= Stored rows =
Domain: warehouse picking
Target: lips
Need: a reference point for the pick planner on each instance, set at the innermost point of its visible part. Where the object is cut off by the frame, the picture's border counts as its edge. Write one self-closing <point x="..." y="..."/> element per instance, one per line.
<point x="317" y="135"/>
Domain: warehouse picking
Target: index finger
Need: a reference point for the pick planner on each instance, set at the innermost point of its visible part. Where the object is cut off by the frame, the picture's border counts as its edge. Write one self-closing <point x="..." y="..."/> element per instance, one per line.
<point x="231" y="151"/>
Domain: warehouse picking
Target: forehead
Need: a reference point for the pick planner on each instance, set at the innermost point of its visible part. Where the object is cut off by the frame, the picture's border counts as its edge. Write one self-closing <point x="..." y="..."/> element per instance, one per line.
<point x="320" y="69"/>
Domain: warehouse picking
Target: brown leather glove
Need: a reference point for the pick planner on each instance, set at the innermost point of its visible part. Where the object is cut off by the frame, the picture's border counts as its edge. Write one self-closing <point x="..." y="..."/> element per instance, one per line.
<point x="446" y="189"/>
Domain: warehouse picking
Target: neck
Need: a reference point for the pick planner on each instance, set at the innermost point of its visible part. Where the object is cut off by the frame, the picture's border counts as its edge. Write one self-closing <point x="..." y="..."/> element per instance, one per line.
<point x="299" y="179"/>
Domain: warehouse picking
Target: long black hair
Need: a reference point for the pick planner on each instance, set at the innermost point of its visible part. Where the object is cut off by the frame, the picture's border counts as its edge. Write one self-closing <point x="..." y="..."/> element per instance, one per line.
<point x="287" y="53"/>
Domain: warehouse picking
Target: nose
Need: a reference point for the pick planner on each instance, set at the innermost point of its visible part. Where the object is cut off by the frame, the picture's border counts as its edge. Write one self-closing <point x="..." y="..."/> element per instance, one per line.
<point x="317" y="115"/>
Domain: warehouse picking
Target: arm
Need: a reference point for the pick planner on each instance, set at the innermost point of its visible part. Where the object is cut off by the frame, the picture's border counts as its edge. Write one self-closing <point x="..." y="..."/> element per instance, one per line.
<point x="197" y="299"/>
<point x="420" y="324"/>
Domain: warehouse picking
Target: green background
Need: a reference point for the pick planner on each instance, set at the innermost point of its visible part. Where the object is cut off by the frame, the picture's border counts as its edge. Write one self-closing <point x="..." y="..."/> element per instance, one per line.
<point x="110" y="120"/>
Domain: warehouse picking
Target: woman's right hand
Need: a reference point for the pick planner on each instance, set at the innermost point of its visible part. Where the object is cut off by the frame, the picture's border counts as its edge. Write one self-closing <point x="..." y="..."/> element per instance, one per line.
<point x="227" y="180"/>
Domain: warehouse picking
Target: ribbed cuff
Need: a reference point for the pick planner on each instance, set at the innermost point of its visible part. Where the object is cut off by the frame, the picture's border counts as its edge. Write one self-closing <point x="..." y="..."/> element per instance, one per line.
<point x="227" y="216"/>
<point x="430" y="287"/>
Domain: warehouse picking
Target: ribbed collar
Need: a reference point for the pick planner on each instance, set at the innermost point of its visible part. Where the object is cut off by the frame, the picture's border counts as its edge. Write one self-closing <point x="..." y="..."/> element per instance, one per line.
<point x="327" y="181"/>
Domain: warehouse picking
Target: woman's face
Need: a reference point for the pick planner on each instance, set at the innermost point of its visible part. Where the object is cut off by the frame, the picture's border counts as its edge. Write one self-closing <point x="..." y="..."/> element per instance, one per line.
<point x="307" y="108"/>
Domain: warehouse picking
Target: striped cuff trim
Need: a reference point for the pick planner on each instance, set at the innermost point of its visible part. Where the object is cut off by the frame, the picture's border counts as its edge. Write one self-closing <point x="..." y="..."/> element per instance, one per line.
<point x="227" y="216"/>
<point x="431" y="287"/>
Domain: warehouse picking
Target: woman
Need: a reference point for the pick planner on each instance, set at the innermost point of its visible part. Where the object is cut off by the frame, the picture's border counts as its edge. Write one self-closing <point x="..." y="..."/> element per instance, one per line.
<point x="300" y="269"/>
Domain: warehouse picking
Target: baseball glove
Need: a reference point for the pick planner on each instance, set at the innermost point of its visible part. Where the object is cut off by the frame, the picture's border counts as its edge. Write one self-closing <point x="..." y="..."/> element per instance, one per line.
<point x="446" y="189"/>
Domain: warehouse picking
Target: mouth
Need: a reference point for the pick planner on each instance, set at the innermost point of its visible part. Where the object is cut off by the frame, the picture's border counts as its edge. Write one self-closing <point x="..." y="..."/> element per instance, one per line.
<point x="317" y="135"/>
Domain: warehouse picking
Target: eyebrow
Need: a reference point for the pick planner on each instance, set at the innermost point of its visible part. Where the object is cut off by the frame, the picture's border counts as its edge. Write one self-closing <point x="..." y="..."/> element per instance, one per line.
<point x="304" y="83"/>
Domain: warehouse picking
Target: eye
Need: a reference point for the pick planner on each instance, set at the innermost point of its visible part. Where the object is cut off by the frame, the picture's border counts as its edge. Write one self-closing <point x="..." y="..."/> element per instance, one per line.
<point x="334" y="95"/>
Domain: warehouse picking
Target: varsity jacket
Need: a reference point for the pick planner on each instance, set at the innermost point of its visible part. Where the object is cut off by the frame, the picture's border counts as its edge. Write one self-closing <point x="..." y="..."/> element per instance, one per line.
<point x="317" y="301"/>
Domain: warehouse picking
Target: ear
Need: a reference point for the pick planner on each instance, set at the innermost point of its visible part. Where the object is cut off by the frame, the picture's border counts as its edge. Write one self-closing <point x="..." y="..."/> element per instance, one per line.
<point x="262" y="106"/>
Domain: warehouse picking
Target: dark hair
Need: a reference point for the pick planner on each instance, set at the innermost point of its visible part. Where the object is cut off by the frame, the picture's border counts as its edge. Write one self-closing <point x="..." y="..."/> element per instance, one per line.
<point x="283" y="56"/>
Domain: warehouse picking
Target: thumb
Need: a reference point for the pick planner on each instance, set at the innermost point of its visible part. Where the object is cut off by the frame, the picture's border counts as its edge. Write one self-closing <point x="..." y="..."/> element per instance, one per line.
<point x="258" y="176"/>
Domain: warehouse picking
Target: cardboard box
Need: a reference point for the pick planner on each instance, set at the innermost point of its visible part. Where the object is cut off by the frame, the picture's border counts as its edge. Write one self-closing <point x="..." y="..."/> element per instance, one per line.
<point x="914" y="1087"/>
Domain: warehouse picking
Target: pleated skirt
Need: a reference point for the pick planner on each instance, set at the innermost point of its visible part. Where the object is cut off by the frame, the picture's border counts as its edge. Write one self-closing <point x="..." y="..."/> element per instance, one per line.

= Goal of the exercise =
Transcribe the material above word for word.

= Result =
Domain: warehouse picking
Target: lips
Need: a reference point for the pick planner on each instance, set at the innermost point of its visible part. Where the object is cut off by the frame, the picture's border counts as its edge. Write one self-closing <point x="..." y="..."/> element per instance, one per line.
<point x="317" y="135"/>
Domain: warehouse picking
Target: index finger
Need: a reference point for the pick planner on each instance, set at the innermost point of its visible part. Where the object is cut off by the frame, the picture's border counts as its edge. Write one self-closing <point x="..." y="..."/> element per instance, one per line.
<point x="231" y="151"/>
Domain: warehouse picking
Target: forehead
Need: a reference point for the pick planner on each instance, set at the innermost point of its visible part. Where the object is cut off by the frame, the picture's border counts as its edge. Write one self-closing <point x="..." y="..."/> element per instance, one per line.
<point x="320" y="69"/>
Domain: warehouse picking
Target: brown leather glove
Need: a reference point for the pick planner on each instance, set at the innermost point of its visible part. Where the object is cut off by the frame, the picture's border counts as its edge. Write one self-closing <point x="..." y="..."/> element per instance, one per line.
<point x="446" y="189"/>
Domain: warehouse picking
Target: neck
Need: a reference point for the pick planner on each instance, set at the innermost point of its visible part. Where the object is cut off by the frame, the picture's border counts as its edge. Write one self-closing <point x="..." y="..."/> element per instance, one per line.
<point x="299" y="179"/>
Domain: warehouse picking
Target: long black hair
Need: a reference point for the pick planner on each instance, set at the innermost point of its visible part. Where the object is cut off by the frame, the picture's border counts as its edge. Write one self-closing <point x="..." y="..."/> element per instance, one per line.
<point x="287" y="53"/>
Domain: warehouse picking
Target: nose
Need: a reference point for the pick planner on each instance, set at the innermost point of its visible part. Where the object is cut off by the frame, the picture's border counts as its edge. Write one self-closing <point x="..." y="..."/> element per instance, one per line.
<point x="317" y="115"/>
Domain: warehouse picking
Target: arm
Need: a reference point for the pick planner on each instance, set at the innermost point of its visible part. Where the object is cut off by the frame, the picture's border counts as its edge. Write one self-closing <point x="..." y="..."/> element per instance, one per line.
<point x="197" y="299"/>
<point x="420" y="324"/>
Domain: warehouse picking
Target: green background
Need: a reference point for the pick planner on each instance, set at the innermost point of its visible part. Where the object is cut off by the frame, the picture's border counts as its edge. Write one self-closing <point x="..." y="..."/> element per instance, one per line.
<point x="110" y="120"/>
Domain: warehouse picking
Target: woman's right hand
Need: a reference point for the pick planner on each instance, set at the innermost point of its visible part. Where the object is cut off by the frame, the picture's border counts as its edge. Write one self-closing <point x="..." y="..."/> element per instance, one per line.
<point x="227" y="180"/>
Domain: warehouse picking
Target: ribbed cuff
Need: a reference point for the pick planner on each instance, set at the innermost point of its visible part. Where the object is cut off by the frame, the picture's border counts as its edge. Write one self-closing <point x="..." y="..."/> element per instance, one per line.
<point x="227" y="216"/>
<point x="430" y="287"/>
Domain: warehouse picking
Target: ribbed collar
Need: a reference point for the pick planner on each instance, set at the innermost point of its visible part. Where the object is cut off by the frame, the picture's border counts as its edge. Write one self-closing <point x="..." y="..."/> element per instance, one per line.
<point x="327" y="181"/>
Domain: warehouse picking
Target: woman's face
Need: a reference point for the pick planner on each instance, set at the innermost point of its visible part. Where the object is cut off by the frame, the picture's border counts as its edge. Write one self-closing <point x="..." y="..."/> element per instance, one per line.
<point x="307" y="108"/>
Domain: warehouse picking
Target: striped cuff trim
Need: a reference point for the pick planner on each instance, set at the innermost point of its visible part. Where the object is cut off by the frame, the picture's border counts as its edge. Write one self-closing <point x="..." y="..."/> element per instance, one per line.
<point x="227" y="216"/>
<point x="431" y="287"/>
Domain: warehouse picking
Target: woman
Need: a reference point for the pick planner on each instance, set at the innermost point of its visible part. Where the object is cut off by the frame, the picture's border counts as its edge. Write one self-closing <point x="..." y="..."/> element per instance, one per line.
<point x="300" y="269"/>
Domain: warehouse picking
Target: baseball glove
Need: a reference point for the pick planner on each instance, set at the innermost point of its visible part. Where the object is cut off by the frame, the picture's border counts as its edge. Write one self-closing <point x="..." y="..."/> element per instance, one per line.
<point x="446" y="189"/>
Domain: warehouse picking
Target: mouth
Need: a reference point for the pick planner on each instance, set at the innermost point of its visible part. Where the object is cut off by the frame, the picture's border counts as its edge. Write one self-closing <point x="..." y="..."/> element per instance, one per line.
<point x="317" y="135"/>
Domain: warehouse picking
Target: eyebrow
Need: a reference point for the pick planner on each instance, set at the innermost point of its visible part. Where the object is cut off by the frame, the picture's border counts as its edge. Write one self-closing <point x="..." y="..."/> element per instance, one per line.
<point x="304" y="83"/>
Domain: warehouse picking
Target: eye
Need: a reference point for the pick planner on each instance, set at the innermost point of its visible part. Where the object is cut off by the frame, the picture's border counts as its edge. Write one self-closing <point x="..." y="..."/> element per instance, one per line.
<point x="334" y="95"/>
Domain: warehouse picking
Target: varsity jacket
Need: a reference point for the pick planner on each instance, set at the innermost point of its visible part. Where the object is cut off by the frame, the picture's border counts as its edge. Write one self-closing <point x="..." y="..."/> element per instance, one per line.
<point x="317" y="301"/>
Domain: warehouse picking
Target: ear
Need: a reference point for the pick planner on each instance, set at the innermost point of its visible part. Where the object is cut off by the frame, the picture's border counts as its edge. Write one self-closing <point x="..." y="..."/> element per instance, one per line.
<point x="262" y="106"/>
Domain: warehouse picking
Target: dark hair
Need: a reference point for the pick planner on each instance, set at the innermost point of its visible part. Where the object is cut off by the frame, the picture's border counts as its edge. Write one self-closing <point x="..." y="..."/> element per instance, one per line.
<point x="283" y="56"/>
Domain: warehouse picking
Target: thumb
Need: a reference point for the pick planner on each instance, set at the innermost point of its visible part. Where the object is cut off by the frame, the picture's border counts as its edge. Write one self-closing <point x="..." y="..."/> element per instance, one per line.
<point x="258" y="176"/>
Domain: warehouse picking
Target: cardboard box
Need: a reference point for the pick planner on each instance, set at the innermost point of its visible part. Where the object is cut off by the frame, the picture's border counts as its edge. Write one self-closing <point x="..." y="..."/> element per instance, one per line.
<point x="914" y="1087"/>
Domain: warehouse picking
Target: pleated skirt
Need: a reference point for the pick planner on each instance, set at the innermost point of its visible part. Where the object is cut off by the frame, the picture's border counts as its edge. Write one self-closing <point x="..." y="..."/> element per instance, one per line.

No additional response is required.